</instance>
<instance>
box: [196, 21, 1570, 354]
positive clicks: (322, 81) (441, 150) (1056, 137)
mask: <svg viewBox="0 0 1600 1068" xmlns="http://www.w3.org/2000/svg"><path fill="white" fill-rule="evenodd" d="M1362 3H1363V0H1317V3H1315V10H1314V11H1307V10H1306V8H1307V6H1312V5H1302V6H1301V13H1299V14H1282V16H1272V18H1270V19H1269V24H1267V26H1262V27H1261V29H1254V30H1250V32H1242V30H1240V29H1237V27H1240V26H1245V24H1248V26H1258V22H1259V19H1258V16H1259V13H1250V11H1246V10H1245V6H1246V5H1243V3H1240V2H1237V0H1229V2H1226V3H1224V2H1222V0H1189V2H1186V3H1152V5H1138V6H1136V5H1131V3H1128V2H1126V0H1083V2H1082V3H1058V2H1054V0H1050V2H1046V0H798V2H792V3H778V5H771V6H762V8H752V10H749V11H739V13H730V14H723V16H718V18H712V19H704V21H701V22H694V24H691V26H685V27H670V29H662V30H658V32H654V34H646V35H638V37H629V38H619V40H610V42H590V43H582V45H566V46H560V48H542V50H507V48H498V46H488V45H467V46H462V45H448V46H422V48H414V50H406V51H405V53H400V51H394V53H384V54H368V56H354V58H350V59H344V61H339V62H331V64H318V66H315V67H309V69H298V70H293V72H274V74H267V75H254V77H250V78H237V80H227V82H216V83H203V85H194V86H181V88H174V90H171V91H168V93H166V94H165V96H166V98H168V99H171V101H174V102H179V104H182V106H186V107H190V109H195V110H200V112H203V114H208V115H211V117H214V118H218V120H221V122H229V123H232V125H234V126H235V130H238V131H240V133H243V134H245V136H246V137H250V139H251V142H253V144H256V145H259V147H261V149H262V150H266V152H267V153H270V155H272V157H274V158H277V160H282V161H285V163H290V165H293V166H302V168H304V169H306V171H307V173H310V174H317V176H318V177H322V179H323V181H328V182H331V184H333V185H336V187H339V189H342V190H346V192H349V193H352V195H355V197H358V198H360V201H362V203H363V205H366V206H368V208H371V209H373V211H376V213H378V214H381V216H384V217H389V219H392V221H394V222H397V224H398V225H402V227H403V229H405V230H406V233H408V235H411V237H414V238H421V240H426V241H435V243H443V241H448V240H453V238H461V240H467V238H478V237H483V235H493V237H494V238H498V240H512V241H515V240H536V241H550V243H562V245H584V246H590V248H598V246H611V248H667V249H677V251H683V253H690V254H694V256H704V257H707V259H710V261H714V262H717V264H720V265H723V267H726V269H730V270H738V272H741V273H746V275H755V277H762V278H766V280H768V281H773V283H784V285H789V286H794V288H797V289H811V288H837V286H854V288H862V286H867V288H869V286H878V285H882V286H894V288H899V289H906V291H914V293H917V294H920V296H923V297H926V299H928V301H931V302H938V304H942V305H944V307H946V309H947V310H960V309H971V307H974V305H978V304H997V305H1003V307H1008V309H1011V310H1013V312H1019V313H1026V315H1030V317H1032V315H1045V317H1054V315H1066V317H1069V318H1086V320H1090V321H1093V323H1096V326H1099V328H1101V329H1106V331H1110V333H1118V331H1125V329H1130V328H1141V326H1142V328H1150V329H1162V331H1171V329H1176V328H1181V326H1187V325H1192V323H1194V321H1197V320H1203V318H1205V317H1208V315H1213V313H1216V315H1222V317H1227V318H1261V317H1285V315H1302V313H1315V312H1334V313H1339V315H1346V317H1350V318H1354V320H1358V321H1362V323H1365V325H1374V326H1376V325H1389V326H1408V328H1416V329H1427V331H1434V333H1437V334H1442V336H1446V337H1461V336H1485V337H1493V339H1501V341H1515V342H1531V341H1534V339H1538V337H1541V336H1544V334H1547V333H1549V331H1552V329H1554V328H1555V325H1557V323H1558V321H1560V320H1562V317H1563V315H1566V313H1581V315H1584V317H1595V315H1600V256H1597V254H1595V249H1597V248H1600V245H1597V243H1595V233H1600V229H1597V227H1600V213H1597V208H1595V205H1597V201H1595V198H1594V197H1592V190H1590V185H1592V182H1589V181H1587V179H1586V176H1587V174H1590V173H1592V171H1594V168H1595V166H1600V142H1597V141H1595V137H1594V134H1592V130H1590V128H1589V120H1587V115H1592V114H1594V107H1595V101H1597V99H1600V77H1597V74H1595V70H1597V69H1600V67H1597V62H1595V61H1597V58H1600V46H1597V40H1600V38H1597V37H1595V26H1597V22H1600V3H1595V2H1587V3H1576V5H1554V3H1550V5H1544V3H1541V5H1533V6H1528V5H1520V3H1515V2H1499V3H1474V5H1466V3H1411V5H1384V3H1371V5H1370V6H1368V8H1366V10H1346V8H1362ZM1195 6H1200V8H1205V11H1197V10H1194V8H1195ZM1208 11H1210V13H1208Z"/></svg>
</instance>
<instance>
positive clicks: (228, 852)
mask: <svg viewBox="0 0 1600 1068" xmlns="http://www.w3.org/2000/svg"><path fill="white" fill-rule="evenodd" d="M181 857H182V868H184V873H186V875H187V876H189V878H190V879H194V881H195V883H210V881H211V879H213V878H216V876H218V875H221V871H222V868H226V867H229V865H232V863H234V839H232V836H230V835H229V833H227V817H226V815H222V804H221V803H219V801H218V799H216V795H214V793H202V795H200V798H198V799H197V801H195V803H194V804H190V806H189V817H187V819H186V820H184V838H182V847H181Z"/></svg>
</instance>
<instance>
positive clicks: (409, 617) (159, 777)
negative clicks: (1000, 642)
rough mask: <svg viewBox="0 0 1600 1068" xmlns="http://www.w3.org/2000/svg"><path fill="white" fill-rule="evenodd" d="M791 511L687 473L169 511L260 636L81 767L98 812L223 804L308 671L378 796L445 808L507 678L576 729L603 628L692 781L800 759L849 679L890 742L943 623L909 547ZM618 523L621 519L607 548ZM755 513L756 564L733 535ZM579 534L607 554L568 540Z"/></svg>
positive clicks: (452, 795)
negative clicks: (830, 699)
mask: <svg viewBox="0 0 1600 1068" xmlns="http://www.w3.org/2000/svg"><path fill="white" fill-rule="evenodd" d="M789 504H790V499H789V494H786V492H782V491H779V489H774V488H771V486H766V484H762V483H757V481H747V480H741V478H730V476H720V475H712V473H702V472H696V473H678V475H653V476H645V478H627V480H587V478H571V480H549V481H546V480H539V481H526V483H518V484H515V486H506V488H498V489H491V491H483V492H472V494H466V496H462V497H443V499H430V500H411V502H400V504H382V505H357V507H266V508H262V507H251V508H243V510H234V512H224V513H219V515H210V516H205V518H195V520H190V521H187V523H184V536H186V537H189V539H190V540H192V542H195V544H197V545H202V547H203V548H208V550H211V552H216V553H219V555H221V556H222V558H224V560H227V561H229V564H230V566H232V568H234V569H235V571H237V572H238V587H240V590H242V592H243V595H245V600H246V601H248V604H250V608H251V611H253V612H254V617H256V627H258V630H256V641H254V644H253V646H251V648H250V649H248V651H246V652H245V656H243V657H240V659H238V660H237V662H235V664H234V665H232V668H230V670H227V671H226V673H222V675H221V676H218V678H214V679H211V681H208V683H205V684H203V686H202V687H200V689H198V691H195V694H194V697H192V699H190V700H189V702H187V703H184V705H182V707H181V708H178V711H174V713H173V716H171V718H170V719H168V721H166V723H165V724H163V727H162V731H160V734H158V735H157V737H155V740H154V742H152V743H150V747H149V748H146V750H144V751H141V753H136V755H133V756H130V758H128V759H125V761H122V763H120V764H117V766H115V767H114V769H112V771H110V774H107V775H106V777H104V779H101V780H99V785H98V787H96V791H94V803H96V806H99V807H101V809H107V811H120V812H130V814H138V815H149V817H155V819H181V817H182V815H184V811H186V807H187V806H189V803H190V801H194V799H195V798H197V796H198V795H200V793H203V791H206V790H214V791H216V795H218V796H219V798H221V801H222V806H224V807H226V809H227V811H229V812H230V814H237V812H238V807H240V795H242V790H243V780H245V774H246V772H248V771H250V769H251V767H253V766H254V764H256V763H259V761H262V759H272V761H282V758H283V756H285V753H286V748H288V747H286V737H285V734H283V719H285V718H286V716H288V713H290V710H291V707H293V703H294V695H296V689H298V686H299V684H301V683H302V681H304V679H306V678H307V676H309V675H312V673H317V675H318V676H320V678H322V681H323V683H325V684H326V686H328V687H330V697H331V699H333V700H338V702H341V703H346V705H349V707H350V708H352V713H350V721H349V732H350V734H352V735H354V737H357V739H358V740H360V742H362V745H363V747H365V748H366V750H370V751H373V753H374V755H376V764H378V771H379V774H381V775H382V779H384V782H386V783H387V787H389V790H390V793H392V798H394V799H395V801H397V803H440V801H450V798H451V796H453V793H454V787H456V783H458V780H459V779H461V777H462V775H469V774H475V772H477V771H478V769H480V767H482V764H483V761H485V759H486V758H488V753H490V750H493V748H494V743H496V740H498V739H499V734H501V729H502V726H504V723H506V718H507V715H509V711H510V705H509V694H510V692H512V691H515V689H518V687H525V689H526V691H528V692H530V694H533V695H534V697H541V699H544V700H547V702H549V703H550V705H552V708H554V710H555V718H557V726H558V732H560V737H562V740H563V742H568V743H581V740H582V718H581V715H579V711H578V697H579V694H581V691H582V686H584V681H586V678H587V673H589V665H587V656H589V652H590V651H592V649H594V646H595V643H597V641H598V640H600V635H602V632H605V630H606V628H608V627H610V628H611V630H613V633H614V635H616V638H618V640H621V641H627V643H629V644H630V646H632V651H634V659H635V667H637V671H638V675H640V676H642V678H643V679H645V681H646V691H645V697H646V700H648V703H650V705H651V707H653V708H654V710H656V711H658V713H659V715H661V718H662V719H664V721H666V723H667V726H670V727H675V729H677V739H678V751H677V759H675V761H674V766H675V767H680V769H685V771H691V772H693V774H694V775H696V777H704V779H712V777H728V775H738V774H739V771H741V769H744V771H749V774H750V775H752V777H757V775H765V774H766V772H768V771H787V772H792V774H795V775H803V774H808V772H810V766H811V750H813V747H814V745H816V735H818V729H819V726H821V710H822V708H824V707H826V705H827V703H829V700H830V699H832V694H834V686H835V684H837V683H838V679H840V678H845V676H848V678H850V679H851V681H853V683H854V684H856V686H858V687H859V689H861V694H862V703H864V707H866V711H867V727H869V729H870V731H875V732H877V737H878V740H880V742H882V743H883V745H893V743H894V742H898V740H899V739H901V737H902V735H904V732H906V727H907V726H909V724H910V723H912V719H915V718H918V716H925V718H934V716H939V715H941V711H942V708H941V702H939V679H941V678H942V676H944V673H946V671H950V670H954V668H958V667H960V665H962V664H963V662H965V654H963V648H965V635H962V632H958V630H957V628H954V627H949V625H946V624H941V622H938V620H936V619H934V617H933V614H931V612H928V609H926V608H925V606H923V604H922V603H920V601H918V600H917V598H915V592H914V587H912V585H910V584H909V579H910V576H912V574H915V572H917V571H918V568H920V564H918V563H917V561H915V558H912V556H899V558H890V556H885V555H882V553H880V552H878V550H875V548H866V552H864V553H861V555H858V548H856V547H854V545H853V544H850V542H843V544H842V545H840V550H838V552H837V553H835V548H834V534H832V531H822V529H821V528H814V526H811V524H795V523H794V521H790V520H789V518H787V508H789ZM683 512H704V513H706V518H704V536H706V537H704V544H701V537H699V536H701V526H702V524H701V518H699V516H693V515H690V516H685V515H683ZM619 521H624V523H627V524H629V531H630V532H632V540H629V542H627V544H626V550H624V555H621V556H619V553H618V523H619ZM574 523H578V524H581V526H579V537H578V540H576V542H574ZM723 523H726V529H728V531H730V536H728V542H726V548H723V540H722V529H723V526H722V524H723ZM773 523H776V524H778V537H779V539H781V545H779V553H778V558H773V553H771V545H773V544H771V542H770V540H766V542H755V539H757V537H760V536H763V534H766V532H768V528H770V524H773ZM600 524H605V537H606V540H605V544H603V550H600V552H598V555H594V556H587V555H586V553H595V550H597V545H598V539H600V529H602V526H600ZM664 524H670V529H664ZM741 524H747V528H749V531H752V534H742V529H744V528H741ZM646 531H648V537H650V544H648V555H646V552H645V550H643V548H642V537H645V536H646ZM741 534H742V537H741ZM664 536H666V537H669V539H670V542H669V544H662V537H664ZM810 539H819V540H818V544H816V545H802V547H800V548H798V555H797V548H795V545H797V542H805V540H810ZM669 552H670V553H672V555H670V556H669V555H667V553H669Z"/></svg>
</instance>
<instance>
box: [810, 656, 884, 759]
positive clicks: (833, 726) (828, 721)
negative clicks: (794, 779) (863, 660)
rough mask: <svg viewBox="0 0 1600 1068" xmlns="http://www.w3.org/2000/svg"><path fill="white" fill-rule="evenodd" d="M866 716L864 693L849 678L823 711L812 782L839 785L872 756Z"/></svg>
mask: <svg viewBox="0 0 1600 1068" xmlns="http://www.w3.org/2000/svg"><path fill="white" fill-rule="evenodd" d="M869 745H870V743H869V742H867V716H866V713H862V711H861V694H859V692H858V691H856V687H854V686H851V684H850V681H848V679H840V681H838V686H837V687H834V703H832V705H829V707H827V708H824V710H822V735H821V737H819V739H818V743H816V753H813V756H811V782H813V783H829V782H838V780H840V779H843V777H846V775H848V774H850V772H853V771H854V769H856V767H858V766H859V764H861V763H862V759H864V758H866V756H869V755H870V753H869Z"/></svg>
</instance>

AIM OF THE EXERCISE:
Return each line above that contains the string "positive", treating uppercase and lowercase letters as distinct.

TASK OUTPUT:
positive clicks: (322, 81) (441, 150) (1056, 137)
positive clicks: (228, 852)
positive clicks: (409, 617) (159, 777)
positive clicks: (452, 795)
positive clicks: (833, 726) (828, 721)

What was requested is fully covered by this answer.